Data entries:
++++
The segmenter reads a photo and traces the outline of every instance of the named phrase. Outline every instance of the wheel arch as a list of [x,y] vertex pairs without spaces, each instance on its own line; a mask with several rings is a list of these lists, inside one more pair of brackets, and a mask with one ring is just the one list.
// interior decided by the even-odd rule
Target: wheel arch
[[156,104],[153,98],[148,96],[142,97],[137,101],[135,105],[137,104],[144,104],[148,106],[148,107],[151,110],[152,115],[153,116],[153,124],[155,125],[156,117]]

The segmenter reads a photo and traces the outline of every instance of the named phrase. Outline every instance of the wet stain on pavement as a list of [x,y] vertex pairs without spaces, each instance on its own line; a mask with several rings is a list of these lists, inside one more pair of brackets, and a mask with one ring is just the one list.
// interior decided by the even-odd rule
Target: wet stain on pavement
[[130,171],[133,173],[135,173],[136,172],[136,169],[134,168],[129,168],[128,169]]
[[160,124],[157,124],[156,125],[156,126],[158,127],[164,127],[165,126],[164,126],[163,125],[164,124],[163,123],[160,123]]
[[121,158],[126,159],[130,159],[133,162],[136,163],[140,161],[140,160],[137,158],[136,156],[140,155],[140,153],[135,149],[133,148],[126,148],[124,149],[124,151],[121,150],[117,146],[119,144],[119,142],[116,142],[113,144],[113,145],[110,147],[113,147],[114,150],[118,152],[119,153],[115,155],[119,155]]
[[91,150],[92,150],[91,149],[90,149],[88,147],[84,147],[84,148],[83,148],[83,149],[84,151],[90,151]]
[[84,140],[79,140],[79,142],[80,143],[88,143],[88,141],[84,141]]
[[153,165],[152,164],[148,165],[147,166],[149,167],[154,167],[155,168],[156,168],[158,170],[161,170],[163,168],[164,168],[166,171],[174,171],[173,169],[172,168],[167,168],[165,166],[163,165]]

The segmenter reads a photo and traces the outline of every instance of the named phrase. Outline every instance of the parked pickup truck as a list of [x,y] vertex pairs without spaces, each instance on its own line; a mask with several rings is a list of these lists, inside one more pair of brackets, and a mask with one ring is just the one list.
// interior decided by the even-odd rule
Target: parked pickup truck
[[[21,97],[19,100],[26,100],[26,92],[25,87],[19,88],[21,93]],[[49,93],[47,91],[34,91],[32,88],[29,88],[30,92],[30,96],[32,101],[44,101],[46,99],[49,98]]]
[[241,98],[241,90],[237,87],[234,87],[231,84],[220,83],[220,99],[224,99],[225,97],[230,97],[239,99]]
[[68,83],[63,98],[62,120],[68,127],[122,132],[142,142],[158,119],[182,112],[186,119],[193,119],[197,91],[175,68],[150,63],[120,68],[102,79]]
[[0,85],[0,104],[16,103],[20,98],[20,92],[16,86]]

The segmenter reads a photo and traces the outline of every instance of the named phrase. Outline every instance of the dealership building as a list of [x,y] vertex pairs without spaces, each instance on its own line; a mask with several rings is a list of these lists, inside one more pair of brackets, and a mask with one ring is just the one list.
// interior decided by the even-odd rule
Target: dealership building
++++
* The request
Rewrite the data entries above with "wet stain" replaced by "damp patch" wherever it occurs, leaving everything else unchanged.

* Finished exercise
The segmenter reads a photo and traces the outline of every instance of the named phrase. Outline every instance of the wheel arch as a list of [x,y] vertex pairs without spaces, each instance on its own line; a mask with several rings is a list of these lists, inside one more pair of brackets, and a mask with one ring is just the one list.
// interior decided by the even-odd rule
Target: wheel arch
[[156,104],[153,98],[148,96],[142,97],[137,101],[135,105],[137,104],[144,104],[148,106],[148,107],[151,110],[152,115],[153,116],[153,124],[155,125],[156,117]]

The segmenter reads a photo and traces the outline of every instance of the named phrase. Outline every instance of the damp patch on pavement as a list of [x,y] vertex pairs without spaces, each instance on its own line; a mask with several rings is a list of these lists, inside one more pair of brackets, and a mask with one ring is just the one list.
// interior decided by the even-odd rule
Target: damp patch on pavement
[[130,171],[133,173],[135,173],[136,172],[136,169],[134,168],[129,168],[128,169]]
[[160,124],[157,124],[156,125],[156,126],[158,127],[164,127],[165,126],[164,126],[163,125],[164,124],[163,123],[160,123]]
[[121,158],[126,159],[130,159],[133,162],[136,163],[140,161],[140,160],[137,158],[136,156],[140,155],[140,153],[135,149],[133,148],[126,148],[124,149],[124,151],[121,150],[117,146],[119,144],[119,142],[116,142],[113,144],[113,145],[110,147],[113,147],[114,150],[118,152],[119,153],[115,155],[119,155]]
[[91,150],[92,150],[91,149],[90,149],[88,147],[84,147],[84,148],[83,148],[83,149],[84,151],[90,151]]
[[84,140],[79,140],[79,142],[80,143],[88,143],[88,141],[84,141]]
[[153,165],[152,164],[148,165],[147,166],[149,167],[154,167],[155,168],[156,168],[158,170],[161,170],[163,168],[164,168],[166,171],[174,171],[173,169],[172,168],[167,168],[165,166],[163,165]]

The segmenter reads a photo and traces the outline of every instance of the named phrase. Outline every instance of the parked pickup truck as a list of [x,y] vertex pairs without spaces, each instance on its own line; a mask with several rings is a list of these lists, inside one more pair of brackets, and a mask with one ring is just the one list.
// interior decided by the even-odd rule
Target: parked pickup truck
[[[21,97],[19,100],[26,100],[26,92],[25,87],[19,88],[21,93]],[[49,93],[47,91],[34,91],[32,88],[29,88],[30,92],[30,96],[32,101],[44,101],[46,99],[49,98]]]
[[241,98],[241,90],[237,87],[234,87],[231,84],[220,83],[220,99],[224,99],[225,97],[230,97],[239,99]]
[[68,83],[63,98],[62,120],[68,127],[122,132],[142,142],[158,119],[182,112],[186,119],[193,119],[197,91],[175,68],[150,63],[120,68],[102,79]]
[[0,85],[0,104],[16,103],[20,98],[20,92],[16,86]]

The segmenter reads a photo and traces the outline of every instance of the named phrase. Outline every instance of the dealership building as a list of [x,y] vertex pairs without spaces, each instance on its own line; a mask with several rings is a list of these lists, inside one more pair of brackets, and a mask with one ring is just the one list.
// interior decided by the even-odd rule
Target: dealership building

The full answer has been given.